*** Document excerpt ***
Status of Dollar as world's reserve currency is very important
"The status of the Dollar as world's reserve currency is very important."
"Fed's inflation and employment mandates are perfectly equal."
"We should focus heavily on inflation, as we are far from that goal now."
"We will return to 2% inflation."
"We are moving the balance sheet back down, but won't go back to a scarce reserve level."
"It is important that the balance sheet not just grow with every cycle."
"Demand for reserves can be volatile."
"We don't want to be in the same position as last reduction cycle."
There are still significant labor shortages
"There is an expectation that ratio of job openings to unemployed people will come down."
"That's a way for labor market to become less tight without having unemployment rise."
"There are still significant labor shortages."
"Data is suggesting a gradual cooling in labor market, but we still have significant excess demand over supply."
"Housing supply and demand are getting back into line."
"Housing inflation will come down significantly this year, next year."
We are very far from our inflation target
"Our banks are very strongly capitalized."
"We are very far from our inflation target."
"We are strongly committed to getting inflation back down to 2% over time."
"We learned from Silicon Valley that there is a need for stronger supervision, regulation for banks of that size."
"There are situations in which we need to be more forceful, not in all situations though."
May make sense to move rates higher, at more moderate pace
"Level for rates and speed of rate hikes are separate."
"Early in process, speed was important, less so now."
"It may make sense to move rates higher, at a more moderate pace."
"We are moderating the pace, much as you might decelerate a car as near destination."
"Regulation should be transparent, consistent, not too volatile."
"Capital is central to banking regulation."
The section below was published at 12:40 GMT on Wednesday, before Federal Reserve Chairman Jerome Powell's testimony in the US House.
Jerome Powell's prepared testimony for delivery to the House Financial Services Committee, published ahead of the event, showed that the Fed Chairman will repeat that nearly all FOMC participants expect it will be appropriate to raise interest rates "somewhat further" by the end of the year.
"My colleagues and I understand the hardship that high inflation is causing, and we remain strongly committed to bringing inflation back down to our 2% goal," Powell will tell the House committee. "Inflation pressures continue to run high, and the process of getting inflation back down to 2% has a long way to go."
Regarding the policy outlook, Powell is set to reiterate that they will continue to make policy decisions on a meeting by meeting basis, based on incoming data, implications for the outlook and the balance of risks.
*** Supplied information ***
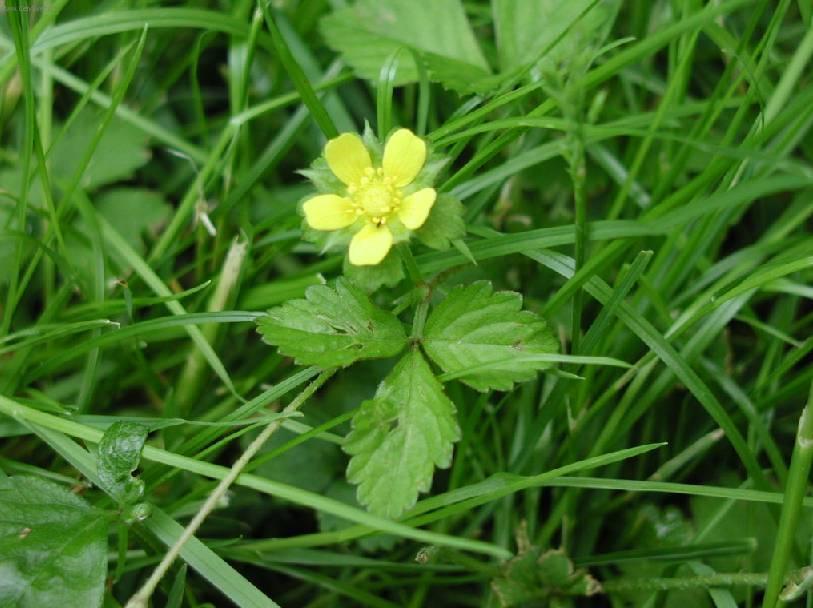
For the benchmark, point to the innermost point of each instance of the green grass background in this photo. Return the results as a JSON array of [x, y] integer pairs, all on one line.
[[650, 196]]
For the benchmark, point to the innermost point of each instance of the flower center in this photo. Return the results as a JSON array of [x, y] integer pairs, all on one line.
[[375, 196]]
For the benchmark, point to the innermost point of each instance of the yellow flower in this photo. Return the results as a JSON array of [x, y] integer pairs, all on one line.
[[375, 195]]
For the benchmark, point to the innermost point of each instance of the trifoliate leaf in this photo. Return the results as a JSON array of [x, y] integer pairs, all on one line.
[[399, 437], [489, 334], [119, 454], [332, 326], [545, 579], [53, 546]]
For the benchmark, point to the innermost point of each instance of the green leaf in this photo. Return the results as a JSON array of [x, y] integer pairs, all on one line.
[[53, 546], [121, 150], [134, 212], [332, 327], [399, 437], [119, 454], [369, 31], [388, 273], [485, 331], [444, 224], [534, 576], [525, 29]]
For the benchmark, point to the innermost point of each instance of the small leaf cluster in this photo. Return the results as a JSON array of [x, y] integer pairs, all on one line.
[[408, 428], [119, 453], [537, 578]]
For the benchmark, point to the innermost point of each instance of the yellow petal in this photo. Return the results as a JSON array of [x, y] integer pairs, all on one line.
[[328, 212], [370, 245], [347, 157], [416, 207], [404, 156]]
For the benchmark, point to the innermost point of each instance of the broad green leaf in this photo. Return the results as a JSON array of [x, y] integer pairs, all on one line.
[[134, 212], [119, 454], [474, 327], [369, 31], [444, 224], [525, 29], [53, 546], [389, 272], [399, 437], [122, 150], [332, 326], [545, 578]]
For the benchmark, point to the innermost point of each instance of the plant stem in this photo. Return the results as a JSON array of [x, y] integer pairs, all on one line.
[[142, 597], [795, 489]]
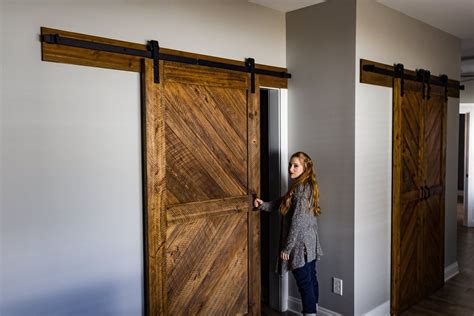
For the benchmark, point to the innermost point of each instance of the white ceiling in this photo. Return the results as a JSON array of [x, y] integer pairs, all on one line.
[[452, 16], [286, 5]]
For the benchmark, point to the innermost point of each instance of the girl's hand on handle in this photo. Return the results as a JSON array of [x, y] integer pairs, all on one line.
[[257, 202]]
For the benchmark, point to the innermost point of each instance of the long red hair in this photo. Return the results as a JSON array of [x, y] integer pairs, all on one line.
[[308, 176]]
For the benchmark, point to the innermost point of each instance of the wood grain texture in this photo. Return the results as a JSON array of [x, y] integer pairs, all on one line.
[[207, 262], [396, 196], [386, 81], [154, 186], [211, 237], [455, 297], [87, 57], [417, 218], [193, 211]]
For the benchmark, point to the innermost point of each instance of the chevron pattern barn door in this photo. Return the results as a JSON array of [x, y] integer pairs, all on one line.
[[202, 238], [419, 127]]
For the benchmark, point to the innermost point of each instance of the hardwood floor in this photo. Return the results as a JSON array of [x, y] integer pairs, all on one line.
[[457, 296], [267, 311]]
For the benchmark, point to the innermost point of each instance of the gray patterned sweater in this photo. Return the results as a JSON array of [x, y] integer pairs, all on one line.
[[298, 231]]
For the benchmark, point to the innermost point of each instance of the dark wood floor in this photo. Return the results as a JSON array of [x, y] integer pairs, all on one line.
[[457, 296], [267, 311]]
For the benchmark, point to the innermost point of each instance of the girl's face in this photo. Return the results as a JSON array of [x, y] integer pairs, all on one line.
[[296, 168]]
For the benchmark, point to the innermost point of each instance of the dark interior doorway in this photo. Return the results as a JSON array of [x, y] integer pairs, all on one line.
[[270, 190]]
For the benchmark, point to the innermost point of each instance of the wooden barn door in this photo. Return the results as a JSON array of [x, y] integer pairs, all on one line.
[[202, 168], [419, 126]]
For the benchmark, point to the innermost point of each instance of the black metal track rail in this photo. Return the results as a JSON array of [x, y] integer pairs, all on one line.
[[392, 73], [151, 52]]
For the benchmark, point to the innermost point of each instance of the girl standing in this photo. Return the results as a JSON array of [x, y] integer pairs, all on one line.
[[299, 242]]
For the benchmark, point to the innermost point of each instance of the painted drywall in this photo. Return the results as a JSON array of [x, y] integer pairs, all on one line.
[[1, 140], [71, 233], [387, 36], [467, 95], [321, 57]]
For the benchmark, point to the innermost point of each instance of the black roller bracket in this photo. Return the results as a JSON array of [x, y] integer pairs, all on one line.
[[154, 47], [444, 80], [250, 63], [153, 51], [400, 73], [420, 74]]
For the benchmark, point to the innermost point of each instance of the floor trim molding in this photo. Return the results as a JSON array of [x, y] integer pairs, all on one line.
[[450, 271], [294, 305], [381, 310]]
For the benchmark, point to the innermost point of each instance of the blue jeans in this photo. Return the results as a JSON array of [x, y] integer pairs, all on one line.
[[308, 286]]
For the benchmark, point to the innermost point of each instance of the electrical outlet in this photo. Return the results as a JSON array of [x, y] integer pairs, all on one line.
[[337, 286]]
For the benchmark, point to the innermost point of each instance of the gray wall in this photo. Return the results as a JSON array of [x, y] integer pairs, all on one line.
[[71, 230], [467, 96], [321, 57]]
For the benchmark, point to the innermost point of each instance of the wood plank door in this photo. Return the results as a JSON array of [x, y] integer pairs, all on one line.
[[202, 168], [417, 194], [407, 251]]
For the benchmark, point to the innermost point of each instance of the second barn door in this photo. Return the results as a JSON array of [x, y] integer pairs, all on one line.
[[202, 238], [419, 127]]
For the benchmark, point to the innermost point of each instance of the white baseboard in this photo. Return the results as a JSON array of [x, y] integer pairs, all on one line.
[[451, 271], [294, 305], [381, 310]]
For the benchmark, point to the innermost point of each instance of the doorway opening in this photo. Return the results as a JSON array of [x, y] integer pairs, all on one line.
[[274, 183], [466, 165]]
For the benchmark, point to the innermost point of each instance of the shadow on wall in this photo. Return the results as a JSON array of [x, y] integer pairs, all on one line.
[[101, 299]]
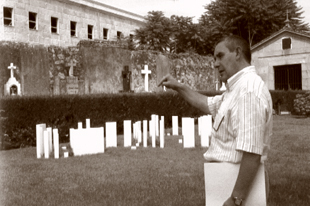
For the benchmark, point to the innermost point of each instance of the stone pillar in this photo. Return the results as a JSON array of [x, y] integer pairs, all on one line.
[[56, 90], [86, 85], [162, 69]]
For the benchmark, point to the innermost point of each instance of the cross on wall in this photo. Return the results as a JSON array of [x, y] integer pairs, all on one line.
[[71, 64], [11, 67], [146, 73]]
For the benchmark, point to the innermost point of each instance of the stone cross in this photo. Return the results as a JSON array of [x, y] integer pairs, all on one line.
[[71, 64], [223, 88], [11, 67], [126, 79], [146, 77]]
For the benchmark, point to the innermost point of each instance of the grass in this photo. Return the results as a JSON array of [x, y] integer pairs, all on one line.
[[148, 176]]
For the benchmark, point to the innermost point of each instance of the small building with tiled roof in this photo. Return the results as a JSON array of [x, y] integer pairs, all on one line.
[[283, 60]]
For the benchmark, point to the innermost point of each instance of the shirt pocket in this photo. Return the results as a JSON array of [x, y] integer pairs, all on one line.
[[218, 121]]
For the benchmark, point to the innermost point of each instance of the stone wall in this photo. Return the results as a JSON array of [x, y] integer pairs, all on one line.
[[83, 12], [97, 67]]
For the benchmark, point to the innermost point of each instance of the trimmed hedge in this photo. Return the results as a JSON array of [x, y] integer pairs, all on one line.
[[21, 114]]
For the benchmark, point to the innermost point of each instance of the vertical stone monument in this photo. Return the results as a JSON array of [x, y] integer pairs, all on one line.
[[146, 73], [12, 87], [126, 74], [162, 69]]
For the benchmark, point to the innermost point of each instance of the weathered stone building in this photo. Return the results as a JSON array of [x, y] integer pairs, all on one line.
[[283, 60], [64, 22]]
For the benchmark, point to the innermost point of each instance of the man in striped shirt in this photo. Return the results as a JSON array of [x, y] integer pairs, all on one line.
[[242, 114]]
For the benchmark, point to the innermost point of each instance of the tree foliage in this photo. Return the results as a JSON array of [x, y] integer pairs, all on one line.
[[254, 20]]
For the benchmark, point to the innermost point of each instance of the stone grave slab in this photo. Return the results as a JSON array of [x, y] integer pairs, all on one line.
[[40, 139], [127, 133], [162, 69], [152, 130], [162, 132], [56, 143], [87, 141], [175, 125], [188, 132], [46, 144], [144, 133], [111, 134]]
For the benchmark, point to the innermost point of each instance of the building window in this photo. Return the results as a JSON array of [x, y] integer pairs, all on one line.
[[286, 43], [105, 33], [54, 25], [8, 16], [33, 21], [119, 35], [288, 77], [90, 31], [73, 28]]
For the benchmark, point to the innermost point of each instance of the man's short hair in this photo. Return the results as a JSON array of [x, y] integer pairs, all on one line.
[[233, 41]]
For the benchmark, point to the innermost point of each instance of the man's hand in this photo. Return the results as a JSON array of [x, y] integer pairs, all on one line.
[[169, 82], [229, 202]]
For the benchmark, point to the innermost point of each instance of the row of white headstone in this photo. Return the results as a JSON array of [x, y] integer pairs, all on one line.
[[90, 140], [46, 139]]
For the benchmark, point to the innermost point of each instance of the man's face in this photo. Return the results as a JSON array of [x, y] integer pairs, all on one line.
[[224, 61]]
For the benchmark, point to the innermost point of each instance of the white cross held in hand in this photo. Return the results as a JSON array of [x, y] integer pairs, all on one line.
[[11, 67], [146, 77]]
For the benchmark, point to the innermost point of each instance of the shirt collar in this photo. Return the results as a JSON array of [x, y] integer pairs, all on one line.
[[233, 79]]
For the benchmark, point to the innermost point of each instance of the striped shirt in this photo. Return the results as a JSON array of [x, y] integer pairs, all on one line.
[[242, 118]]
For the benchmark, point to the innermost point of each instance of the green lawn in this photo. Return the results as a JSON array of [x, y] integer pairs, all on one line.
[[148, 176]]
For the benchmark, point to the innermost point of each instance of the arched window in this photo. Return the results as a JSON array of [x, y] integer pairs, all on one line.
[[286, 43]]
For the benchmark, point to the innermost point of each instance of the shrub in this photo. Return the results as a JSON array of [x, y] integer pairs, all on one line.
[[302, 104]]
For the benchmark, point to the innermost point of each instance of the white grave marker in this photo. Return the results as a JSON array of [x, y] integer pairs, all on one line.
[[152, 130], [50, 139], [175, 125], [188, 132], [127, 133], [87, 141], [144, 133], [139, 132], [87, 123], [146, 73], [111, 134], [162, 132], [40, 139], [156, 125], [56, 143], [80, 125], [46, 144]]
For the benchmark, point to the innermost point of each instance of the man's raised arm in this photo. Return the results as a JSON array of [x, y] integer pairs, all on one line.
[[194, 98]]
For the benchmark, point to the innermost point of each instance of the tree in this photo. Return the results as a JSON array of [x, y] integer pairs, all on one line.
[[254, 20], [186, 35], [156, 33]]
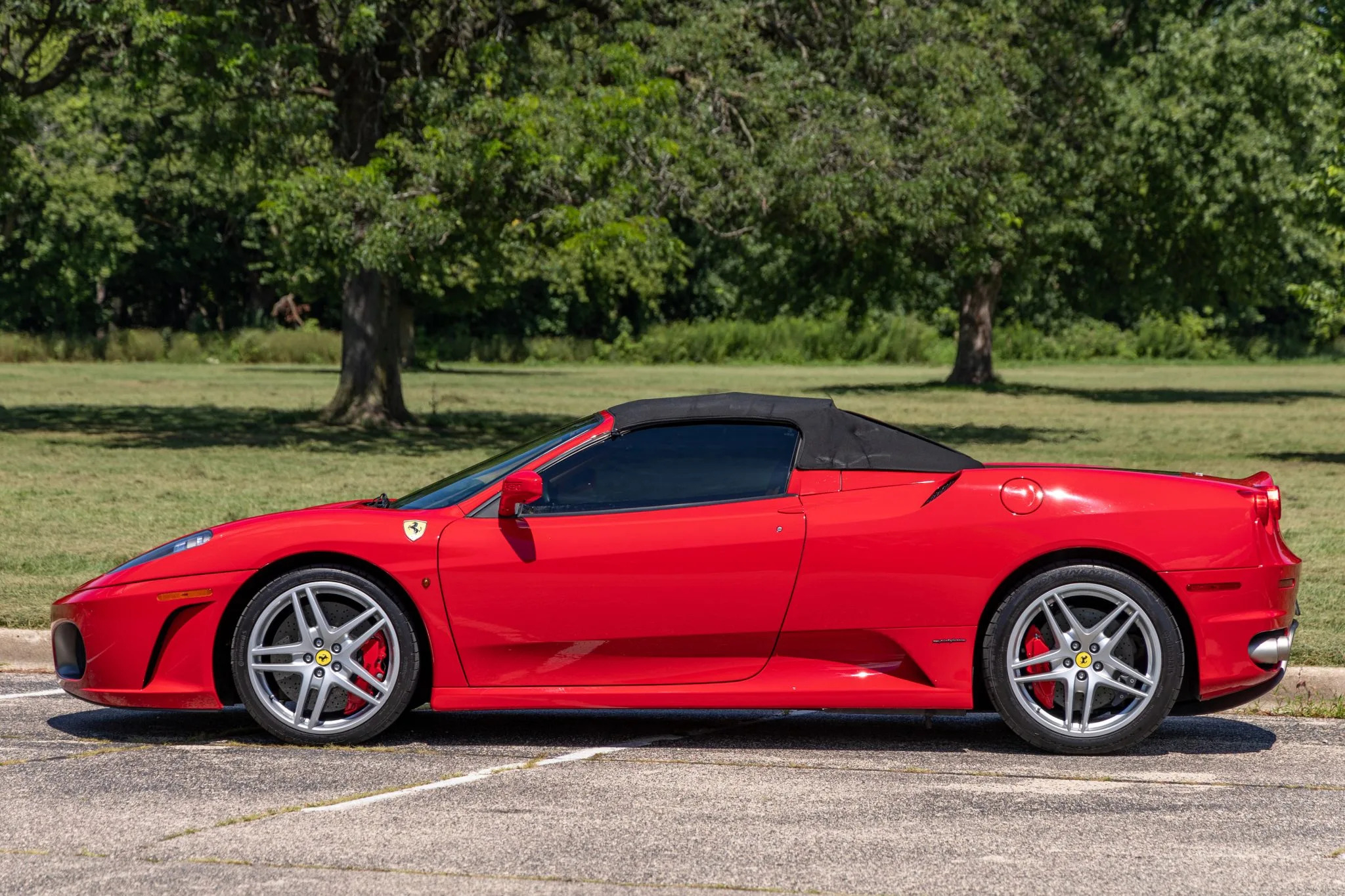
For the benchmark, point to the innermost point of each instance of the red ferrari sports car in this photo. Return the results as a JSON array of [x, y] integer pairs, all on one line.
[[716, 551]]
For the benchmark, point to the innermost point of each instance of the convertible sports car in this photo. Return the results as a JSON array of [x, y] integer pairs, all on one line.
[[716, 551]]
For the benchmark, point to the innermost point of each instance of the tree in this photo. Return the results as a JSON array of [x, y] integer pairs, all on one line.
[[1214, 178]]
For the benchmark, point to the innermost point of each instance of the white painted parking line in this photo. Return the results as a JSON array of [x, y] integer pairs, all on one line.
[[33, 694], [482, 774]]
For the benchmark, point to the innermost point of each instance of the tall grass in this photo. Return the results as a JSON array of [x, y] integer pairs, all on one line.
[[309, 345]]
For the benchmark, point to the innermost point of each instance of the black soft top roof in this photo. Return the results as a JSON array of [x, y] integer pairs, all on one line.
[[833, 440]]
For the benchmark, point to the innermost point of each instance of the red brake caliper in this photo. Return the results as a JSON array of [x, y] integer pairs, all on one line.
[[1034, 647], [374, 658]]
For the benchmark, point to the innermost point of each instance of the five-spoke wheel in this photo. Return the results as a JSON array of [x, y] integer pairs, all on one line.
[[324, 656], [1083, 658]]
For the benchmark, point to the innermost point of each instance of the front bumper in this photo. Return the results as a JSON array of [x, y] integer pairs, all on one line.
[[146, 644]]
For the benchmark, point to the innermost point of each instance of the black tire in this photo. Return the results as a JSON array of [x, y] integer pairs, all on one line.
[[264, 695], [1042, 727]]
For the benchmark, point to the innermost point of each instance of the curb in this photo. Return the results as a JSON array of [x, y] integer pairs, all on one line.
[[26, 651], [30, 651]]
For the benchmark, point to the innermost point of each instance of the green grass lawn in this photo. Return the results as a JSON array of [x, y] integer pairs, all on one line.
[[102, 461]]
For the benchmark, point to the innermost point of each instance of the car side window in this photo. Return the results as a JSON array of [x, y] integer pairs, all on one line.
[[671, 465]]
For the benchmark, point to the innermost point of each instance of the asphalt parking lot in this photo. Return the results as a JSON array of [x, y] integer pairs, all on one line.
[[114, 801]]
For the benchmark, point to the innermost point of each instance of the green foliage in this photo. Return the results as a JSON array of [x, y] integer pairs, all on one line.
[[603, 174]]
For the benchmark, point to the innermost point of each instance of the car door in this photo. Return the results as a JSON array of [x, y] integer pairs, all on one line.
[[665, 555]]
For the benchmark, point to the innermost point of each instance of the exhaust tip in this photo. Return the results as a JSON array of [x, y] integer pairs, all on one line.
[[1271, 648]]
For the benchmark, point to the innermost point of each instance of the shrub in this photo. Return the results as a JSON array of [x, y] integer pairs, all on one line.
[[305, 345], [785, 340], [135, 345], [1185, 337], [185, 349], [22, 347]]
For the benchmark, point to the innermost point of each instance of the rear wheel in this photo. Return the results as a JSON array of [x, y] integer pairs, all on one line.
[[1083, 660], [323, 656]]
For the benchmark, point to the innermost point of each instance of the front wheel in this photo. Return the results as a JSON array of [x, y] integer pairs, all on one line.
[[1083, 660], [324, 656]]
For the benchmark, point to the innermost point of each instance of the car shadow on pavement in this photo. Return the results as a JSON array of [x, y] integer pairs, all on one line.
[[209, 426], [563, 730]]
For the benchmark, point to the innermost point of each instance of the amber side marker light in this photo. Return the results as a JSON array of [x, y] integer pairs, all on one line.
[[185, 595]]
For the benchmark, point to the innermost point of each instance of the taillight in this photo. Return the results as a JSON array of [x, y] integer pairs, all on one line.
[[1266, 503]]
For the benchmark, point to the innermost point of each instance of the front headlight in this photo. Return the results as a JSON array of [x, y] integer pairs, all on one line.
[[194, 540]]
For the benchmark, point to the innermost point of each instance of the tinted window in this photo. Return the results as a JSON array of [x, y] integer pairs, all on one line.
[[467, 482], [670, 465]]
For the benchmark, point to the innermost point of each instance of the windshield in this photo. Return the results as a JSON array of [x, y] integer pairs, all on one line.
[[467, 482]]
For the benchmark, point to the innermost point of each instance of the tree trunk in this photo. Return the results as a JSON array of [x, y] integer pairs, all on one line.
[[974, 331], [370, 390], [407, 327]]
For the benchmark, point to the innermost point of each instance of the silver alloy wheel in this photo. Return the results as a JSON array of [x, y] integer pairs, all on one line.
[[1103, 656], [319, 654]]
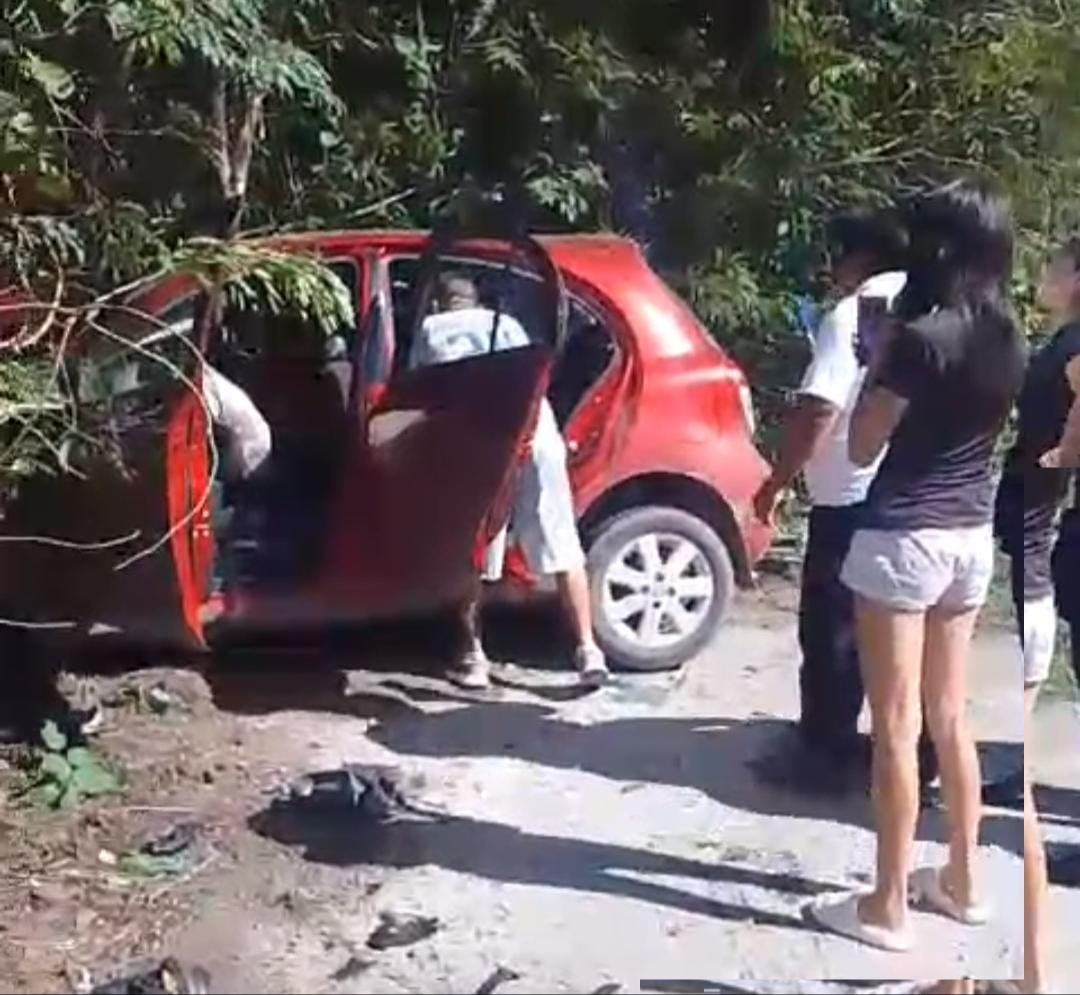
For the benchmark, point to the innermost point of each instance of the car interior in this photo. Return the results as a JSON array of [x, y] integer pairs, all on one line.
[[588, 353]]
***
== What you need to do ==
In the excerpt on Powell's testimony, which House committee was the prepared testimony meant to be delivered to?

== Solved exercise ==
The House Financial Services Committee.